==== TEXT SHOWN

Celebrities exude power. All these groups mentioned above become agents of power. Some of these agents use dominance, the behavior trait that aspires to acquire power, to influence others. Authority is power that derives from institutional roles. Individuals derive power from the groups they belong. Referent power derives from the influence of an agent, for example young people tend to mimic celebrities. Status, authority and dominance are all potential determinants of power.

Prejudice, Discrimination and Oppression.

Prejudice is a set of negative personal beliefs or opinions held by members of one group about another that tends to prejudge the latter group by the former group. The prejudiced group does not take into account individual differences among the prejudged group. Most individuals are prejudiced because they have a low self esteem. Theorists hold that prejudice seem to be passed along from parents to children. It is also imbibed from the media-television, movies, advertisements all these perpetuate demeaning stereotypes.

========
==== PROVIDED RECORDS

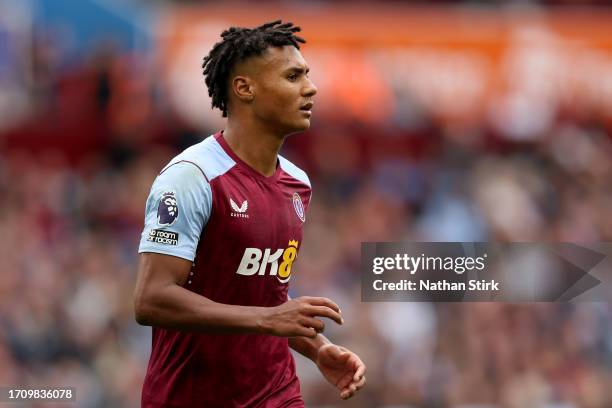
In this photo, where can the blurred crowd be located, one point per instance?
(76, 165)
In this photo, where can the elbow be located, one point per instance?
(141, 310)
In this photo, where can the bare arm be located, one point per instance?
(161, 301)
(307, 346)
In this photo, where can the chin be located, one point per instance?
(299, 127)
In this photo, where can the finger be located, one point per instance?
(347, 393)
(316, 324)
(325, 311)
(306, 332)
(322, 301)
(359, 384)
(360, 370)
(344, 382)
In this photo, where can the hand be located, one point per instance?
(297, 317)
(342, 368)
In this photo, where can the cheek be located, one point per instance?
(279, 98)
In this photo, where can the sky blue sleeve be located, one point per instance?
(177, 210)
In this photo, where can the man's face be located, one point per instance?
(283, 92)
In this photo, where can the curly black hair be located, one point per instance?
(238, 44)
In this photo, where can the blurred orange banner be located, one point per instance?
(375, 63)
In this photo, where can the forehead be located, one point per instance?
(282, 58)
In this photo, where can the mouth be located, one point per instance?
(306, 108)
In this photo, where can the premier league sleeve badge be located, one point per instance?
(167, 210)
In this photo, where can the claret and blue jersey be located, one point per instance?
(242, 231)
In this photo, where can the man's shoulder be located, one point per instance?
(207, 156)
(293, 170)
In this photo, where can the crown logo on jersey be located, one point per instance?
(239, 212)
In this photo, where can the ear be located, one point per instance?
(242, 87)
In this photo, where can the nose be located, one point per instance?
(310, 89)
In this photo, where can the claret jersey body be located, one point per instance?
(242, 231)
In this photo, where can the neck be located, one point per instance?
(255, 145)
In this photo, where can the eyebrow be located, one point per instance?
(298, 70)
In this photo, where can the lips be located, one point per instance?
(307, 106)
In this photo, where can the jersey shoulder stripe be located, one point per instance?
(208, 156)
(293, 170)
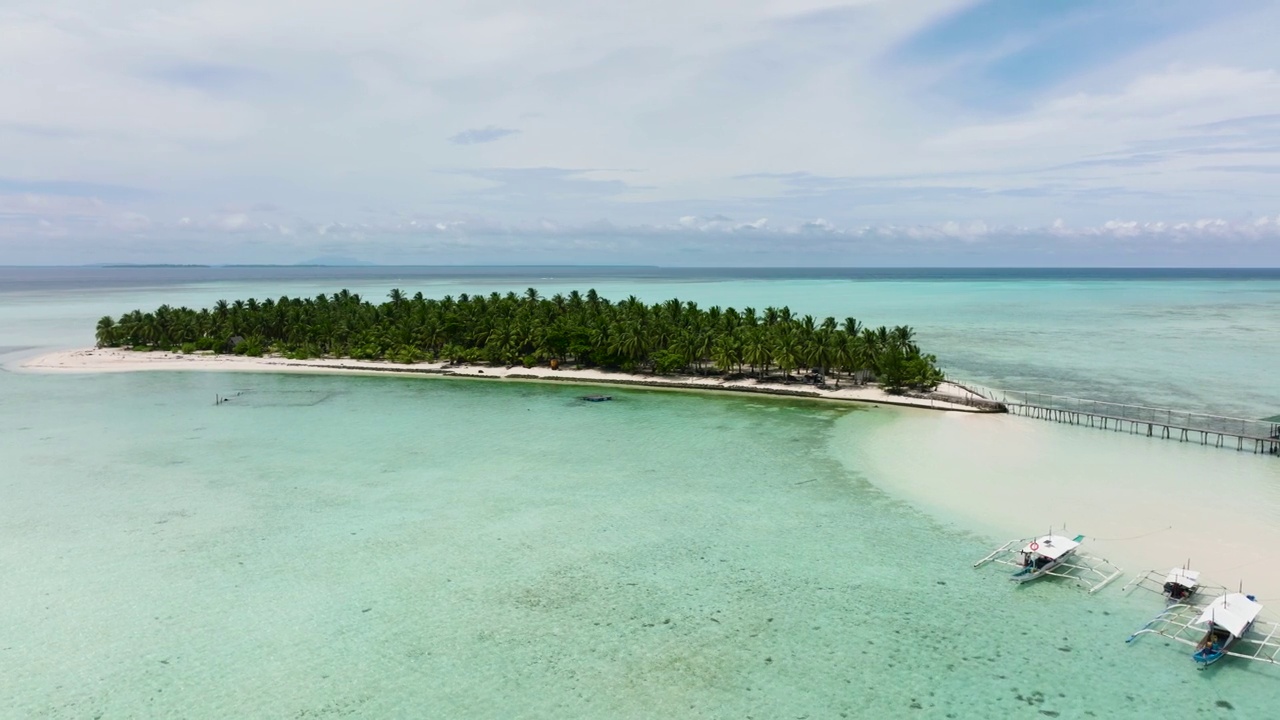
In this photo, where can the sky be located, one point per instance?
(693, 132)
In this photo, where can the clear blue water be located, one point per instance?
(383, 547)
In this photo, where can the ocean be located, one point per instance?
(432, 547)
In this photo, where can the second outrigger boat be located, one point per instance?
(1052, 555)
(1228, 625)
(1176, 584)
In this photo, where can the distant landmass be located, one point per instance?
(337, 260)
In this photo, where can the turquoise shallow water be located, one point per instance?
(387, 547)
(380, 547)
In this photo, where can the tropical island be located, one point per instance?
(575, 337)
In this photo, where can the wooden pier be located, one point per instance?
(1261, 437)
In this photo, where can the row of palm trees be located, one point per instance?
(584, 329)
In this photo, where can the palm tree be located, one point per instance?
(105, 332)
(510, 327)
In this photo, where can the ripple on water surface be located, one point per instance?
(430, 547)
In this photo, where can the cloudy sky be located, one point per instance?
(691, 132)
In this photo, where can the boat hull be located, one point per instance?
(1028, 574)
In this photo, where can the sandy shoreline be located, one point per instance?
(114, 360)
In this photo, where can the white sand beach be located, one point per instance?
(114, 360)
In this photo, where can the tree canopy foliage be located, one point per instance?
(580, 328)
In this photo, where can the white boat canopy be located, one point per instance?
(1233, 613)
(1051, 546)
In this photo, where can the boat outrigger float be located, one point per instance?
(1052, 555)
(1228, 625)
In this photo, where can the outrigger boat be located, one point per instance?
(1229, 625)
(1178, 584)
(1052, 555)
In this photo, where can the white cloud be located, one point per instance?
(356, 121)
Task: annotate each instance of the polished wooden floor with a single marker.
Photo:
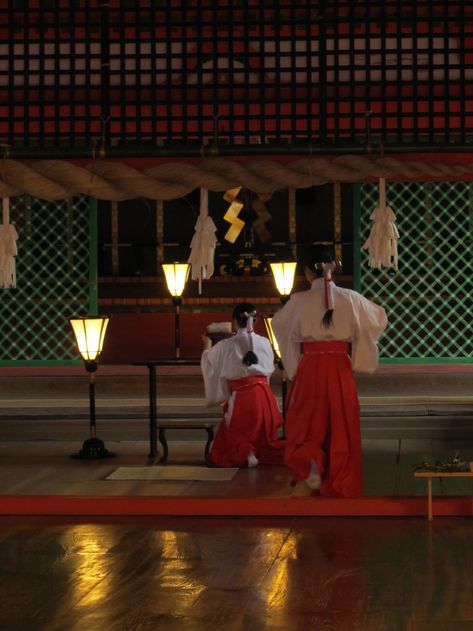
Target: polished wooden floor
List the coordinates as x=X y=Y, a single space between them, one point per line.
x=43 y=467
x=176 y=574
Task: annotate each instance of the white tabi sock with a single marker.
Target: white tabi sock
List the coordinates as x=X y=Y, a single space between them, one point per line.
x=252 y=460
x=314 y=480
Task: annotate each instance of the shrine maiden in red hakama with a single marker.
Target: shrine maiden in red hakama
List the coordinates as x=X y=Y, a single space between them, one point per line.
x=322 y=411
x=247 y=435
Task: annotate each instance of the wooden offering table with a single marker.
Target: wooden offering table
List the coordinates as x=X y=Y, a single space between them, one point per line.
x=154 y=424
x=429 y=475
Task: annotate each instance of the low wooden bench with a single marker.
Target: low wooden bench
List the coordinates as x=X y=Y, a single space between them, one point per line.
x=429 y=475
x=206 y=422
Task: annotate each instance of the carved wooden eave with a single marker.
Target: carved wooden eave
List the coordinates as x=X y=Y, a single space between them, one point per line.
x=117 y=180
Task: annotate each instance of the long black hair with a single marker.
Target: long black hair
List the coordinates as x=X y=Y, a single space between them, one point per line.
x=313 y=256
x=241 y=313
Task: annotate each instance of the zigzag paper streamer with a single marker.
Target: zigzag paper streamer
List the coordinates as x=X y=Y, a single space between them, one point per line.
x=232 y=214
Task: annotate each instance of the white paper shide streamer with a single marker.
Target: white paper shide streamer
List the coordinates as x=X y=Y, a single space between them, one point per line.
x=203 y=243
x=8 y=249
x=382 y=242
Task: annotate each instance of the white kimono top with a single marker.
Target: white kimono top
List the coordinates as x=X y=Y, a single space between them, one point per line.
x=223 y=362
x=356 y=320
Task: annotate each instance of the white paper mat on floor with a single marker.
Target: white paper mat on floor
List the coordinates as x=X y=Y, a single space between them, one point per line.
x=169 y=472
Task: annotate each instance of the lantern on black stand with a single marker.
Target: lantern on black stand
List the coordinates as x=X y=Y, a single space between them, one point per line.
x=90 y=335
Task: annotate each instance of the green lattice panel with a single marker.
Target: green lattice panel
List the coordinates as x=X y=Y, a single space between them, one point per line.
x=54 y=274
x=429 y=301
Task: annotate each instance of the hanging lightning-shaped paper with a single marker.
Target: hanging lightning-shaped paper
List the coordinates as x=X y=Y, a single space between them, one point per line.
x=8 y=250
x=232 y=214
x=382 y=242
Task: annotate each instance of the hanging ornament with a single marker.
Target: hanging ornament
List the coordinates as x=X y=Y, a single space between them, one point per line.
x=263 y=215
x=203 y=243
x=232 y=214
x=382 y=242
x=8 y=249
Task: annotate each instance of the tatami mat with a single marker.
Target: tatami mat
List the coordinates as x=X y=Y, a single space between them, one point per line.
x=199 y=474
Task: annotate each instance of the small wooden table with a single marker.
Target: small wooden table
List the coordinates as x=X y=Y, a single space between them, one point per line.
x=153 y=414
x=429 y=475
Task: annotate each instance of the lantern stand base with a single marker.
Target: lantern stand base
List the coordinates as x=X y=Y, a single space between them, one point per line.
x=92 y=449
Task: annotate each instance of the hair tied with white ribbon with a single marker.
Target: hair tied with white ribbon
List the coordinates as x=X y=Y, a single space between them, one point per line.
x=250 y=320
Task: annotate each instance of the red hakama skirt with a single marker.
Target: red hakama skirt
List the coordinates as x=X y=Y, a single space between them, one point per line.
x=323 y=420
x=252 y=428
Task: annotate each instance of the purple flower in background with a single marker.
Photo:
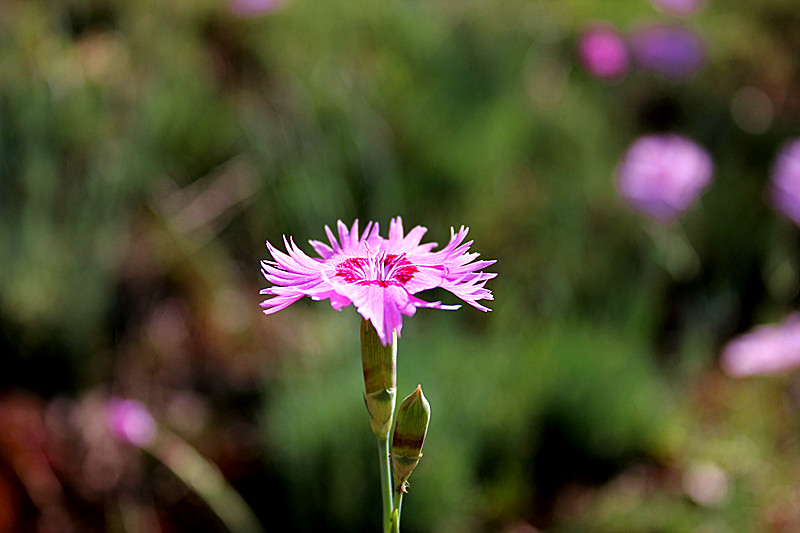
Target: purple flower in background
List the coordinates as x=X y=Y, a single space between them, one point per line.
x=785 y=186
x=663 y=174
x=379 y=276
x=678 y=7
x=603 y=52
x=247 y=8
x=764 y=350
x=130 y=422
x=672 y=51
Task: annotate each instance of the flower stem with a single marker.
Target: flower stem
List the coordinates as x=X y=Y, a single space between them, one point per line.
x=398 y=504
x=386 y=482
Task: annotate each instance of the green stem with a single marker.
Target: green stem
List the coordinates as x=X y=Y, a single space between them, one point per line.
x=398 y=504
x=386 y=482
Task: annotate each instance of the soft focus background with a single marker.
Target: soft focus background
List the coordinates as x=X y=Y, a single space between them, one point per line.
x=148 y=149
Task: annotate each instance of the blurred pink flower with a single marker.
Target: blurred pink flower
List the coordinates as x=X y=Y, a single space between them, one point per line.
x=379 y=276
x=603 y=52
x=673 y=51
x=764 y=350
x=663 y=174
x=130 y=422
x=678 y=7
x=247 y=8
x=785 y=185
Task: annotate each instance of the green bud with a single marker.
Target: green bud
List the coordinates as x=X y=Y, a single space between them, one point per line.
x=379 y=363
x=409 y=435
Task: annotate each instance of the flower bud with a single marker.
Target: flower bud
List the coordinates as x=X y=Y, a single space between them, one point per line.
x=409 y=434
x=379 y=363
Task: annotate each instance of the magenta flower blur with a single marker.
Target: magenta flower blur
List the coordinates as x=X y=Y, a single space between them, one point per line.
x=603 y=52
x=785 y=184
x=678 y=7
x=379 y=276
x=661 y=175
x=765 y=350
x=130 y=422
x=672 y=51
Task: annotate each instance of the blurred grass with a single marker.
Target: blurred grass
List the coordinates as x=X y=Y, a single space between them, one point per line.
x=147 y=151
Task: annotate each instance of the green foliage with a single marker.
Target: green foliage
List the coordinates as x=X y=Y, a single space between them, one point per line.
x=147 y=150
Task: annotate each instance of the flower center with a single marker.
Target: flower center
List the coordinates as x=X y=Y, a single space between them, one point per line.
x=382 y=269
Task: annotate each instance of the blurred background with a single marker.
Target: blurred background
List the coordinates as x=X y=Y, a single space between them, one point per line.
x=148 y=149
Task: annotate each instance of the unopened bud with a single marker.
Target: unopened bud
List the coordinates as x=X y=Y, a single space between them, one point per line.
x=409 y=435
x=380 y=378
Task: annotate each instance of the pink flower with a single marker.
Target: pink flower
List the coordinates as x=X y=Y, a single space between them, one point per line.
x=672 y=51
x=130 y=422
x=379 y=276
x=785 y=186
x=662 y=175
x=765 y=350
x=603 y=52
x=678 y=7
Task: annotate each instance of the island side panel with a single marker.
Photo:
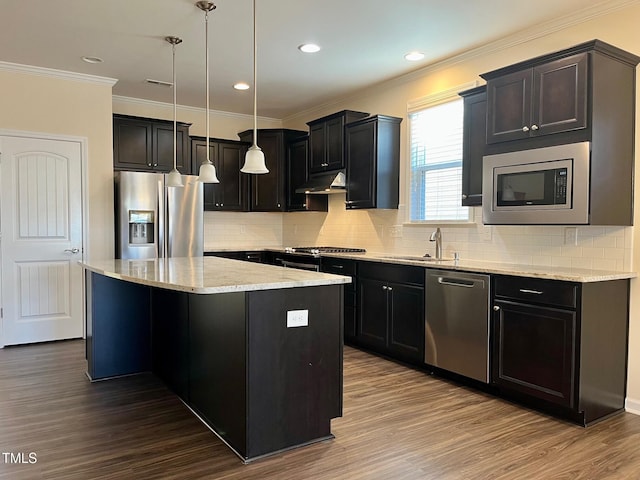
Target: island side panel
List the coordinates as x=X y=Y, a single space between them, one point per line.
x=118 y=327
x=603 y=348
x=217 y=364
x=170 y=339
x=295 y=372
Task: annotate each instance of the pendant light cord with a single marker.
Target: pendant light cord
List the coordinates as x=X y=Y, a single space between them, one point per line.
x=255 y=79
x=206 y=66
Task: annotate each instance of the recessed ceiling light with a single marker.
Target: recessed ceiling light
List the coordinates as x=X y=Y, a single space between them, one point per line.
x=414 y=56
x=92 y=59
x=309 y=48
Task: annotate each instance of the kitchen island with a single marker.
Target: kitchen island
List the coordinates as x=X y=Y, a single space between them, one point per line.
x=255 y=351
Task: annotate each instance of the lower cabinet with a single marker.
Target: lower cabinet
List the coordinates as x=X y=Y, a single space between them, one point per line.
x=561 y=345
x=391 y=310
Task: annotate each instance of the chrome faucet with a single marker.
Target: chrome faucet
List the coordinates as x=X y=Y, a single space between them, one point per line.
x=437 y=237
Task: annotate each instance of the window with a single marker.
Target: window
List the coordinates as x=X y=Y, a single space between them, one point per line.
x=436 y=163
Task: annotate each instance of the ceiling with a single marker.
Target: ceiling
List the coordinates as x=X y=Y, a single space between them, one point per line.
x=363 y=43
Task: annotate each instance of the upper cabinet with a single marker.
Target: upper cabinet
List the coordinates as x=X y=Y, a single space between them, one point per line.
x=297 y=175
x=563 y=97
x=232 y=193
x=326 y=140
x=473 y=144
x=269 y=190
x=548 y=98
x=144 y=144
x=372 y=147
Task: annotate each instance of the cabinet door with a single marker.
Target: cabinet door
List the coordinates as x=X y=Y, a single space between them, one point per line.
x=199 y=155
x=406 y=321
x=372 y=312
x=232 y=193
x=560 y=95
x=132 y=144
x=474 y=139
x=534 y=351
x=317 y=146
x=268 y=189
x=361 y=145
x=509 y=107
x=334 y=141
x=163 y=148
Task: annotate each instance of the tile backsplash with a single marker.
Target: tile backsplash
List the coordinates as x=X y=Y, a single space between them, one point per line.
x=604 y=248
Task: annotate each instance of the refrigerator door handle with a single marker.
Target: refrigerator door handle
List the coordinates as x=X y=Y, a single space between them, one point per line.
x=162 y=229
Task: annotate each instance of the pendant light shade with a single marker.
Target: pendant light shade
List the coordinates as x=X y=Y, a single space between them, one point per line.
x=254 y=161
x=174 y=179
x=207 y=173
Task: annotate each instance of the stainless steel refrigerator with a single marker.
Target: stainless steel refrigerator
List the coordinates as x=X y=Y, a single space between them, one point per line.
x=155 y=221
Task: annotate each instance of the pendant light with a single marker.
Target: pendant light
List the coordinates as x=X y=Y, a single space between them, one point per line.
x=174 y=179
x=254 y=159
x=207 y=173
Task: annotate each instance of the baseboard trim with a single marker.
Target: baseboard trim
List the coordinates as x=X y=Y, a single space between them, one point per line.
x=632 y=406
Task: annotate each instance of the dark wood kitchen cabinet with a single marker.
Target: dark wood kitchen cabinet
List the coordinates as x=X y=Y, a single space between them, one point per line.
x=232 y=193
x=372 y=148
x=563 y=97
x=326 y=140
x=145 y=144
x=548 y=98
x=298 y=175
x=473 y=144
x=391 y=310
x=269 y=190
x=561 y=345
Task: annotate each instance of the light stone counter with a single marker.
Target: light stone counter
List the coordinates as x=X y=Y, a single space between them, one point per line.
x=204 y=275
x=580 y=275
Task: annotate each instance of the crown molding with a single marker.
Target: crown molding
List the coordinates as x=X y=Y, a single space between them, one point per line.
x=523 y=36
x=198 y=110
x=53 y=73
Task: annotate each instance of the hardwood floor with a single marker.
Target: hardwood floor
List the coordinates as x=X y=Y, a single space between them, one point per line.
x=398 y=424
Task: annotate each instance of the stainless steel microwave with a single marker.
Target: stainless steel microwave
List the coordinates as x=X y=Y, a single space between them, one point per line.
x=543 y=186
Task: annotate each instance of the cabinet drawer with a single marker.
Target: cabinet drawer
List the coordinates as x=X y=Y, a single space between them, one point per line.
x=392 y=273
x=548 y=292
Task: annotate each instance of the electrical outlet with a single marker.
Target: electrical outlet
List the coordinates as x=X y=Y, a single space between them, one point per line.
x=297 y=318
x=571 y=236
x=395 y=231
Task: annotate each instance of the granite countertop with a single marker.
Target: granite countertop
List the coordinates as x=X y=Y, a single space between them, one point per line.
x=579 y=275
x=210 y=274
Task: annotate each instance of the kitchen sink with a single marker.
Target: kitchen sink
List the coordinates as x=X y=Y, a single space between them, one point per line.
x=418 y=259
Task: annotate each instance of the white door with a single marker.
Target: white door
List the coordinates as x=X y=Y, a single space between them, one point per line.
x=41 y=239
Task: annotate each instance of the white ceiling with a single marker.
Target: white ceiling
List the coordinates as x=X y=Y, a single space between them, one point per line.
x=363 y=42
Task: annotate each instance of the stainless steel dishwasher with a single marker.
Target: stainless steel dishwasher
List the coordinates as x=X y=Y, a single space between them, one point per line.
x=457 y=322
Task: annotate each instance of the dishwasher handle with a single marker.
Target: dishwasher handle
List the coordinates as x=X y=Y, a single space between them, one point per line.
x=459 y=282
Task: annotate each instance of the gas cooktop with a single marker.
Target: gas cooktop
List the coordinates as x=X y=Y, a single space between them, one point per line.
x=319 y=250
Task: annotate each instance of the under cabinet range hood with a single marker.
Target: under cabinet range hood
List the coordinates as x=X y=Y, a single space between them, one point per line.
x=334 y=182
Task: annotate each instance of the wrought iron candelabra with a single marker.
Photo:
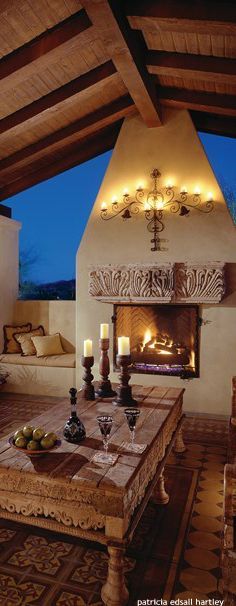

========

REQUIRED WORK:
a: Rewrite the passage on power and prejudice from "Celebrities exude power." to "determinants of power.", putting "assertiveness" wherever "dominance" appears.
b: Carry on the passage about power and prejudice from its final sentence.

ANSWER SET:
a:
Celebrities exude power. All these groups mentioned above become agents of power. Some of these agents use assertiveness, the behavior trait that aspires to acquire power, to influence others. Authority is power that derives from institutional roles. Individuals derive power from the groups they belong. Referent power derives from the influence of an agent, for example young people tend to mimic celebrities. Status, authority and assertiveness are all potential determinants of power.

b:
Prejudice rears its ugly head in Ethnocentrism, the tendency to evaluate other cultures by referring them to one’s cultural norms and values. Prejudice also arise in groups who close their doors to other groups in order to maintain their distinct identities for example, some educational institutions were segregated based on color.

Prejudice is pervasive in society and individual prejudices are difficult to cure. In order to minimize prejudice, individuals must develop higher self esteem. Appropriate social education is necessary. Bringing together different groups so they can learn from each other would be useful. Co-educational institutions are good examples of this integration. Conflicting groups must lay aside individual interests and work together.

At the legal level, enforcement of laws against prejudice would bring about compliance. Generally governments must endeavor to create equal economic and social conditions in the country, to minimize competition that breeds prejudice.

Discrimination 

Discrimination entails the preferential allocation of resources or services and or the limitation of access to full participation in society, by certain social groups. Individual discrimination manifests in unequal treatment based on race or ethnicity (Farley, 2000). Legal discrimination is unequal treatment of groups that is upheld by the law. Institutional Discrimination is treatment that is entrenched in social institutions (Farley, (2000).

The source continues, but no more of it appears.